--- ENTRIES ---

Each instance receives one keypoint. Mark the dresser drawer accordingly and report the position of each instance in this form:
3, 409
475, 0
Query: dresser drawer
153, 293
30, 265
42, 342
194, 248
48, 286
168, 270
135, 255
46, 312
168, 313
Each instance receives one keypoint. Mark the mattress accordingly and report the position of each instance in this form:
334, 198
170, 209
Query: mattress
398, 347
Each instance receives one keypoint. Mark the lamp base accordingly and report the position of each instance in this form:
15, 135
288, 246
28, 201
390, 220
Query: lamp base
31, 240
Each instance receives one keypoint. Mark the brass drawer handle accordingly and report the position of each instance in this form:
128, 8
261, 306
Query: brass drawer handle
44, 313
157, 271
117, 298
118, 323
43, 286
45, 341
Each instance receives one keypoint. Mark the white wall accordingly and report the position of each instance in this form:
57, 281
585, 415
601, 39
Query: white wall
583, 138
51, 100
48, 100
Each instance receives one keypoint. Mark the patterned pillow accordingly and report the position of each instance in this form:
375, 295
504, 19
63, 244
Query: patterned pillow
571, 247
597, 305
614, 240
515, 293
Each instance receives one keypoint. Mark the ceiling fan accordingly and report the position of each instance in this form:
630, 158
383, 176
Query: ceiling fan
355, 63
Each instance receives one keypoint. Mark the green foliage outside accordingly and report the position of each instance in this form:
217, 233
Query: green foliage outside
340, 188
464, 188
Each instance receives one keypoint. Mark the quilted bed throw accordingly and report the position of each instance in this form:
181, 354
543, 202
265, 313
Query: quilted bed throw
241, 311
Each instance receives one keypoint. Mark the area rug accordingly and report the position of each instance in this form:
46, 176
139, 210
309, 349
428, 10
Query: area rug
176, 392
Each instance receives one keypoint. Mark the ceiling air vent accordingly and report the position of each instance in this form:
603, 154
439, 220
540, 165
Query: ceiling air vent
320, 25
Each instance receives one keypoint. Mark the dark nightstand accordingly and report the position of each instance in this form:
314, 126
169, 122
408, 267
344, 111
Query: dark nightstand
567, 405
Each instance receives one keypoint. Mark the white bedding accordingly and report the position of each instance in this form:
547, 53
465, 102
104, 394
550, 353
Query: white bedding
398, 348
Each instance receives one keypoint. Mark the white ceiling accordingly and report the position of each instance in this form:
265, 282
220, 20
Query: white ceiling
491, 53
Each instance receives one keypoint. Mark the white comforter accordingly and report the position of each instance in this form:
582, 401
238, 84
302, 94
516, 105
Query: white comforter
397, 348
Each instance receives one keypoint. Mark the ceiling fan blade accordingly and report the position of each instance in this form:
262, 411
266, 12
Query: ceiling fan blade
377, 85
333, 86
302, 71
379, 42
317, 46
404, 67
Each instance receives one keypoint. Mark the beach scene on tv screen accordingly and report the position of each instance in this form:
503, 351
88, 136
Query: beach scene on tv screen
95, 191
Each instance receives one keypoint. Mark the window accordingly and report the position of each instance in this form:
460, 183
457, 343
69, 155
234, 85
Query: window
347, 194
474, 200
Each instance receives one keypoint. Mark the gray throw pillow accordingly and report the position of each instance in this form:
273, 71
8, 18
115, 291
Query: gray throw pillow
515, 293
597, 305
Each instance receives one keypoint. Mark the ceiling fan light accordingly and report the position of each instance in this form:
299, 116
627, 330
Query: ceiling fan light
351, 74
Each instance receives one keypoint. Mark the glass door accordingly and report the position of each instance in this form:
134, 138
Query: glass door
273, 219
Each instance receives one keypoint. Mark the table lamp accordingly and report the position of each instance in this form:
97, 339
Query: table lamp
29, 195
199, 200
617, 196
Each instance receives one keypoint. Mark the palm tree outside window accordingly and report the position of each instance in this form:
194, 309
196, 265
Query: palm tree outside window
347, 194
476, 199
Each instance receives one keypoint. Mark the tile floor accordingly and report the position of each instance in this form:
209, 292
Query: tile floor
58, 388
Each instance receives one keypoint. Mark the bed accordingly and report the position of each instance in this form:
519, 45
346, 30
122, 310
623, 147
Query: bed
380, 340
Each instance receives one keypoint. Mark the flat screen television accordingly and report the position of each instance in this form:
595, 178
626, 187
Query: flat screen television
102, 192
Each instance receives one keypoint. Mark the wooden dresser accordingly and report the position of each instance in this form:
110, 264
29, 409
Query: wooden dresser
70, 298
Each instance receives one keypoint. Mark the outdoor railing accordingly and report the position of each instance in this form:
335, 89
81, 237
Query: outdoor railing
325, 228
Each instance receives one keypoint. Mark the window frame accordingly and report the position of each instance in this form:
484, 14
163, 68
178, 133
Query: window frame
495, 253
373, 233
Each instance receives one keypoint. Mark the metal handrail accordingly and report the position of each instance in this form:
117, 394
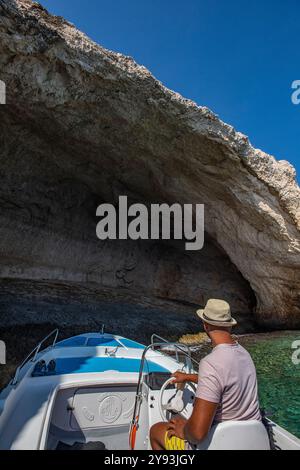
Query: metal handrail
158, 337
138, 397
35, 351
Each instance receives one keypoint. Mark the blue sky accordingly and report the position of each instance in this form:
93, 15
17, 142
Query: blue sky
238, 57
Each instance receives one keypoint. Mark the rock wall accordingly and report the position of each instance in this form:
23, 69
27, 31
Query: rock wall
83, 125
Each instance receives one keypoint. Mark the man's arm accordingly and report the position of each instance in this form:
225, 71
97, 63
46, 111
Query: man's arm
199, 424
197, 427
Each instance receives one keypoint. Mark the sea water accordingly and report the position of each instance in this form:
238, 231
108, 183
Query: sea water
278, 376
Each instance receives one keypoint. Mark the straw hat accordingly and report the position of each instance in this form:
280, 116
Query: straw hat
217, 312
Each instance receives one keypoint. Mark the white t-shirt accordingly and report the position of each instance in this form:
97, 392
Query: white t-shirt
227, 376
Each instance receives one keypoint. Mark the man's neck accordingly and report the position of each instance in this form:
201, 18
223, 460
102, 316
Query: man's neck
221, 337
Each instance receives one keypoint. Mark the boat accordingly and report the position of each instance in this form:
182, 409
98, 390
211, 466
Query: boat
104, 391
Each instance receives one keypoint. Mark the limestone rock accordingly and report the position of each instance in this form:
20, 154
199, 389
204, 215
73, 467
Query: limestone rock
83, 125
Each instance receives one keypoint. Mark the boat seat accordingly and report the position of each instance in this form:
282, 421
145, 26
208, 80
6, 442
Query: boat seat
236, 435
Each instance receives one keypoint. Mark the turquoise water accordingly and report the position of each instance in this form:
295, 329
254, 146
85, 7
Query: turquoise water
278, 377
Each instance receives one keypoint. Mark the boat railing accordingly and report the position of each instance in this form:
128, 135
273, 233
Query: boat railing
184, 349
33, 354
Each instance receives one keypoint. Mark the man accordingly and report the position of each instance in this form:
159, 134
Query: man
227, 385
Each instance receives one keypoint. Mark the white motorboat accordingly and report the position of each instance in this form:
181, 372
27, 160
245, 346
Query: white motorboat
106, 391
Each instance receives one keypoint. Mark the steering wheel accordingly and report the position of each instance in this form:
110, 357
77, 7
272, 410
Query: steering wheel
176, 403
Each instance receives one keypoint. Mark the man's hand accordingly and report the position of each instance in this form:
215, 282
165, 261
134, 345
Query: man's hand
182, 378
176, 427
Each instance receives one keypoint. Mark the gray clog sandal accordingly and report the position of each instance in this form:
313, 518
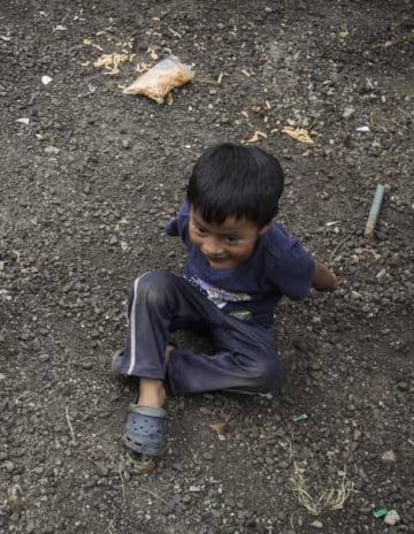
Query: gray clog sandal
144, 430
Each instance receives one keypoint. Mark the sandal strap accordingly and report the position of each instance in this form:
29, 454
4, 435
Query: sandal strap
147, 410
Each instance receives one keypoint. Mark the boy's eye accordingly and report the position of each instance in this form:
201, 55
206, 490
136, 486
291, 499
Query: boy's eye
200, 229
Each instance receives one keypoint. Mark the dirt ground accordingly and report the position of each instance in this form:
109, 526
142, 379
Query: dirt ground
89, 177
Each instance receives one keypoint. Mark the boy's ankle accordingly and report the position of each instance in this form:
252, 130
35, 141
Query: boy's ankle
152, 393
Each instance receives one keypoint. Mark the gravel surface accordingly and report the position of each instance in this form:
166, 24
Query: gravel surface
89, 176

---

• AIM: Reproduce each line of the records exactly, and omit every picture.

• TASK ANSWER:
Each instance receives one keypoint. Mark the dresser drawer accordingly and report the position of each instance in this form:
3, 409
475, 0
Query: dresser drawer
153, 293
30, 265
42, 342
194, 248
48, 286
168, 270
135, 255
46, 312
168, 313
Each instance receives one keypoint. Mark the mattress accordingly and report the position of each instance in this form:
334, 198
170, 209
Query: mattress
398, 347
Each instance receives one keypoint. Mark the lamp base accordingly and report the position of each instance in this form:
15, 135
288, 246
28, 201
390, 220
Query: lamp base
31, 240
Each instance receives one keypoint. Mark the brass drawer handle accordingly and report the position of each instance in this form:
128, 8
261, 306
Query: brass drawer handle
44, 313
157, 271
117, 298
118, 323
43, 286
45, 341
Each instance receives one keypoint. Mark the white wall accordingly and report the position of each instance in this form:
57, 281
585, 415
601, 39
Query: white wall
583, 138
51, 100
48, 100
Each instance receives one keypoint. Mark the patterned pillow accordingly and report the position of each instance in this form:
375, 295
504, 19
63, 244
Query: patterned pillow
571, 247
597, 305
614, 240
515, 293
Each instance receives one keypoint. Mark the ceiling fan accordingly and report the position of each instance in this form:
630, 158
383, 176
Query: ceiling fan
355, 63
Each instance receives one keypoint. Mark the green foliage outside accordingly and report the position of each instance in this form:
217, 233
Query: green foliage outside
340, 188
464, 188
Each instance receives one keypoint. Mark the quilted bed throw accordingly and report the position of each instance in this form:
181, 354
543, 202
265, 313
Query: quilted bed throw
241, 311
Each instance receives one keypoint. Mark the area rug accordingly and report the position of each instance in this form:
46, 176
139, 210
309, 349
428, 10
Query: area rug
176, 392
Each instance receives one keypoint. Mark the ceiling air vent accordingly and report the position of each instance in this form:
603, 154
439, 220
540, 165
Query: ceiling air vent
320, 25
Each instance receives one keypoint. Mark the dark nightstand accordingly and report the position of each instance in this form:
314, 126
169, 122
408, 267
344, 111
Query: dark nightstand
567, 405
Each instance receives one keypoint. Mark the white bedding accordingly and report the position of each instance in this form:
547, 53
465, 102
104, 394
550, 353
Query: white bedding
398, 348
Each instance receives one keypoint. Mark the white ceiling accordingly and report the position of each instance in this form:
265, 282
220, 20
Query: white ceiling
491, 53
Each instance receives one keypoint. Mark the white comforter accordingly and report the position of each instance in this form:
582, 401
238, 84
302, 94
516, 105
Query: white comforter
397, 348
Each instance receives one keypoint. Mark the ceiling fan blade accordingly and report the position of each instance in this form:
262, 411
266, 12
Query: ceiling fan blade
377, 85
333, 86
302, 71
379, 42
317, 46
404, 67
Each instance receives one keypoint. Mark the beach scene on tv screen accordingly and report the position of each instance in this form:
503, 351
88, 136
Query: beach scene on tv screen
95, 191
Each instance receives one keypoint. Mark the window accordingly and report the position of each instance in this form:
460, 183
457, 343
69, 155
234, 85
Query: window
347, 194
474, 200
Each instance receives one keypoint. Mark the gray throw pillow accordingly and report the position of each instance in this form:
273, 71
8, 18
115, 291
Query: gray throw pillow
515, 293
597, 305
Each instance receives one keypoint. Mark the ceiling fan light accordingly and report the position of each instance in this form:
299, 116
627, 330
Query: ceiling fan light
351, 74
Each instance receives one keypoint. Mark the glass door accordingly and report the position of each instance in this form:
134, 138
Query: glass door
273, 219
Each instance receives one keypoint. Mark the table lamp accordingly and report the position of each instance in this form:
97, 339
Query: table lamp
29, 195
199, 200
617, 196
Each instance receives one keypoint. Mark the palm tree outside window accordingly and report the position of each instance in this form:
194, 309
196, 265
Query: palm tree outside window
347, 194
476, 199
Each instance receives one keypoint. Mark the tile floor accordingly and report the position of each instance in this form:
209, 292
Query: tile floor
58, 388
Each instance receives one keypoint. Mark the bed accordingly and report the position of each instance in this form:
519, 45
346, 30
122, 310
623, 147
Query: bed
380, 340
Each instance receives one keypoint. Mark the flat screen television accordingly and report the position of each instance in this form:
595, 178
626, 187
Query: flat screen television
102, 192
Each instance receives one keypoint. Mark the wooden dresser accordingly and report the position of each instance in this form:
110, 264
29, 409
Query: wooden dresser
70, 298
Each instance receives one keypoint. Mark the outdoor railing accordingly and report the position of each instance in this form:
335, 89
81, 237
Query: outdoor railing
325, 228
Each instance receives one keypoint. Mark the window frame accordingly and report the position of each instance in this form:
484, 14
163, 68
178, 133
Query: window frame
495, 253
373, 233
Each instance receives one keypoint. Mark the metal handrail accordingly and report the position of each instance in this form:
117, 394
Query: metal handrail
158, 337
138, 397
35, 351
Each instance receives one keypoint. Mark the blue sky accordingly and report the position of each instance in this form:
93, 15
17, 142
Query: blue sky
238, 57
Each instance receives one keypoint. Mark the rock wall accordingly and report the position of each instance in this form:
23, 69
27, 31
Query: rock wall
83, 125
Each instance receives one keypoint. Mark the man's arm accordingly and report the position of each instance in this form:
225, 71
97, 63
46, 111
Query: man's arm
199, 424
197, 427
Each instance receives one keypoint. Mark the sea water accordingly and report the position of each instance in this form:
238, 231
108, 183
Query: sea water
278, 376
Each instance receives one keypoint. Mark the straw hat accordingly and report the position of each instance in this form:
280, 116
Query: straw hat
217, 312
Each instance receives one keypoint. Mark the white t-shirt accordingly and report the position of each instance in this form:
97, 392
Query: white t-shirt
227, 376
Each instance receives one keypoint. Mark the man's neck accordingly and report the position of each instance in this form:
201, 18
223, 460
102, 316
Query: man's neck
221, 337
Each instance receives one keypoint. Mark the boat accordingly and report the position of each instance in this form:
182, 409
98, 390
211, 466
Query: boat
104, 391
Each instance receives one keypoint. Mark the limestone rock accordingly and report the position of each instance in this form:
20, 154
199, 389
204, 215
73, 467
Query: limestone rock
83, 125
Each instance receives one keypoint. Mark the boat seat accordingly and report the position of each instance in this form:
282, 421
145, 26
208, 80
6, 442
Query: boat seat
236, 435
Each instance receives one keypoint. Mark the turquoise water accordingly and report the position of each instance in this form:
295, 329
254, 146
85, 7
Query: turquoise water
278, 377
Each instance receives one keypoint. Mark the boat railing accordingly and report the position of each instance in this form:
128, 135
273, 233
Query: boat railing
184, 349
33, 354
Each instance receives one keypoint. Mark the man accordingly and report the position of each instance in this form:
159, 134
Query: man
227, 385
Each instance receives one keypoint. Mark the white motorboat accordingly and report the position of each instance in this form:
181, 372
27, 160
245, 346
Query: white motorboat
106, 391
Each instance receives one keypoint. Mark the steering wheel accordingly and report the position of each instance in this form:
110, 357
77, 7
272, 410
Query: steering wheel
176, 403
Each instance receives one keypoint. Mark the man's hand accordingly and report the position of each instance in this form:
215, 282
165, 261
134, 345
Query: man's hand
182, 378
176, 427
Each instance receives one keypoint. Mark the gray clog sandal accordingly and report the position of each instance in this form:
313, 518
Query: gray clog sandal
144, 430
Each instance receives one keypoint. Mark the sandal strap accordingly and report the position of each instance in this form:
29, 454
4, 435
Query: sandal strap
147, 410
Each instance receives one keypoint. Mark the boy's eye accordingly and report the position of each instance in this form:
201, 55
206, 490
136, 486
291, 499
Query: boy's eye
200, 229
Each instance receives one keypoint. Mark the dirt ground accordingly and report the position of each instance in this form:
109, 526
142, 379
Query: dirt ground
89, 177
Each instance receives one keypoint. Mark the boy's ankle accordingly and report the position of each instance in this form:
252, 130
35, 141
Query: boy's ankle
152, 393
Each instance receives one keypoint. Mark the gravel surface accordingly and report the position of each instance in this form:
166, 24
Query: gravel surface
89, 176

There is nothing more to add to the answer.